Extracted text →

'Darkest Hour': Gary Oldman and Joe Wright on how to apply Churchill to today's politics

Gary Oldman holds court as Winston Churchill in “Darkest Hour.” (Photo: Jack English/Focus Features/Courtesy Everett Collection)
Gary Oldman holds court as Winston Churchill in “Darkest Hour.” (Photo: Jack English/Focus Features/Courtesy Everett Collection)

Ever since the World War II drama Darkest Hour premiered on the festival circuit this fall, it’s been taken for granted that the Best Actor Oscar will almost certainly go to Gary Oldman for his immersive portrayal of Winston Churchill. As the veteran actor tells Yahoo Entertainment, though, it’s a role he spent years avoiding. “The ghosts of all the people who have played him before are very much there,” Oldman remarked. “I just thought, ‘What could I bring? What could I add?'”

He found that elusive aspect to Churchill’s larger-than-life persona in Anthony McCarten’s script for Darkest Hour, which narrows the focus specifically to those tense few weeks after Churchill inherited 10 Downing Street from Prime Minister Neville Chamberlin and faced the monumental choice of whether to make peace with Adolf Hitler’s ascendant Nazi regime or remain in the fight. “That was the story I thought was worth telling,” Oldman says now. “A lot of people don’t realize how close we came to some kind of living arrangement with Hitler. The Winston I saw in newsreel footage was someone on a mission to single-handedly eradicate fascism. It was that funny, cheeky, and energized Churchill that I thought I could offer up.”

At its heart, Darkest Hour is a portrait of leadership released at a time when the specific qualities that make a great leader are being hotly debated around the world, particularly in England and America. Still, director Joe Wright cautions against the film being viewed as a critique of any one person, be it Theresa May or Donald Trump. “I’ve tried not to get personal with the politics,” he says in a separate interview. “There’s a temptation while developing the screenplay to engage with certain issues, including Brexit and the American elections. Yet I don’t believe it’s the place of the storyteller to tell people how to think or how to vote. My job is to present scenarios that, hopefully, ask questions and let the audience come up with the answers themselves.”

Gary Oldman and Joe Wright at the <em>Darkest Hour</em> premiere in New York. (Photo: Photo By: Jason Smith/Everett Collection)
Gary Oldman and Joe Wright at the Darkest Hour premiere in New York. (Photo: Photo By: Jason Smith/Everett Collection)

Asked what made Churchill the right leader for his particular place and time, both Oldman and Wright point to his facility with language, as well as a fierce resolve. “There’s a joke that the British always tell, ‘If it wasn’t for Churchill, we’d all be speaking German,'” Oldman says. “There really is some truth to that: If we had capitulated, the swastika flag would have flown. Hitler would have had an army and a fleet matched by no one else on the planet. Churchill was very honest with the public. If you listen to his speech in the House of Commons, he talks about there being months of suffering. He’s not talking about food rationing; he’s talking about real, dire, human suffering.”

Wright indicates that he’d like to see some of that tenacity and honesty from the leaders who are hoping to provide resistance to the forces of bigotry and hatred now infecting politics around the world. “Churchill, for me, is an icon of that resistance. What’s interesting is that politicians from both sides of the chamber can claim him. I did a Q&A in Washington, D.C., recently with two congressmen — one Republican and one Democrat. Both of them claimed Churchill, and I think that’s a really interesting and exciting response.”

At the same time, both the director and his leading man acknowledge that their subject’s specific leadership skill set didn’t translate in all eras. Wright points to Churchill’s less-than-enlightened early views on women’s suffrage as well as India’s push for independence, and Oldman suggests that his “Victorian” outlook made him a man out of time in the post-World War II period. “If there’s any wartime leader I’d compare him to, it would be Lincoln,” he says. “But then we don’t know what Lincoln would have been like as a peacetime president because history decided that. We do know with Churchill: In the same way that Chamberlin was not the right man for war, Britain wanted a change [during peacetime]. As they say, ‘When the hour came, came the man.'”

Darkest Hour is now playing in limited release, and will expand to more theaters this weekend.

Problem to solve →
In the Darkest Hour article, which wartime leader does Gary Oldman say he would compare Churchill to?

Data excerpt →
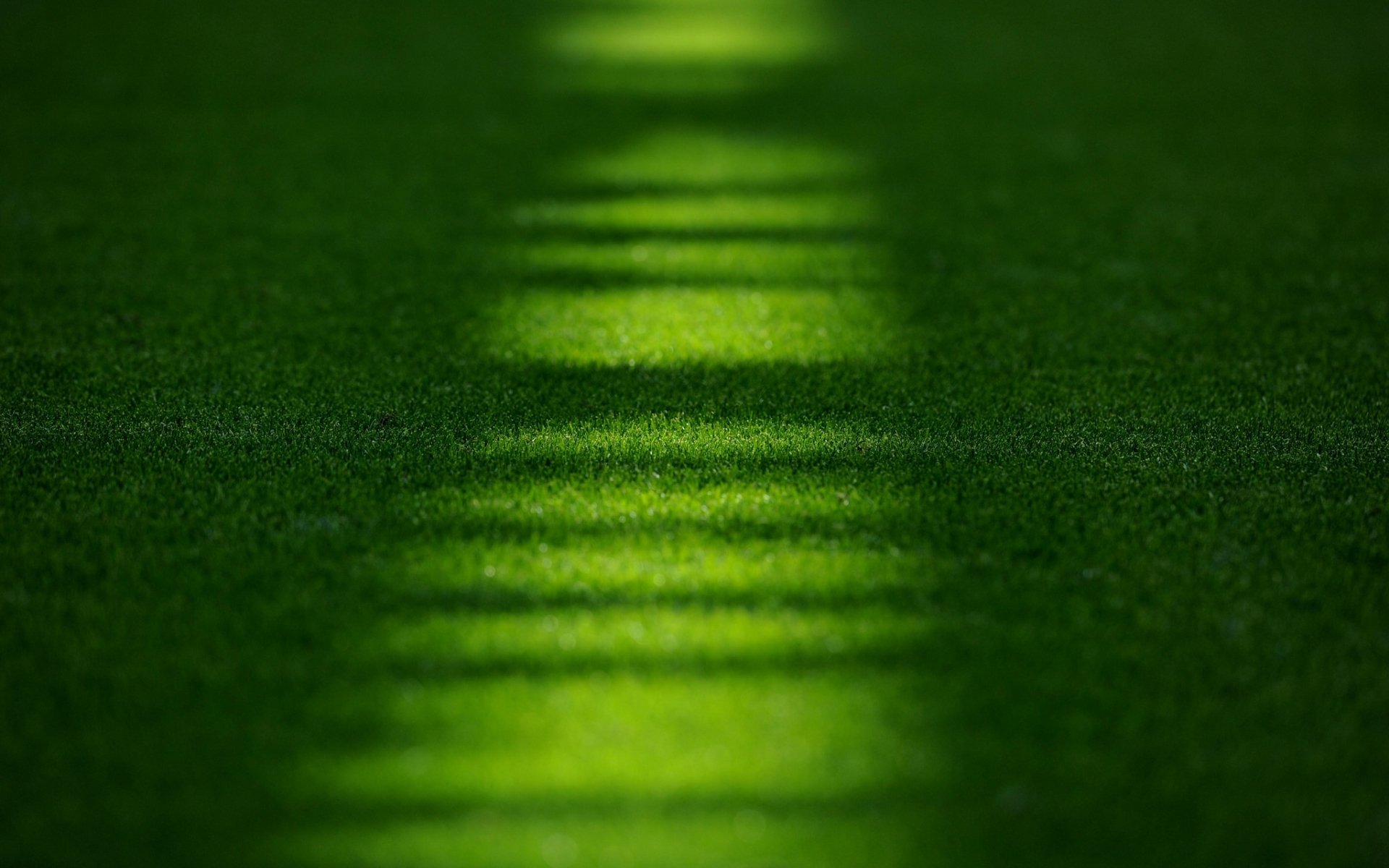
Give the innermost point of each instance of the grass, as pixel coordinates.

Expected answer →
Lincoln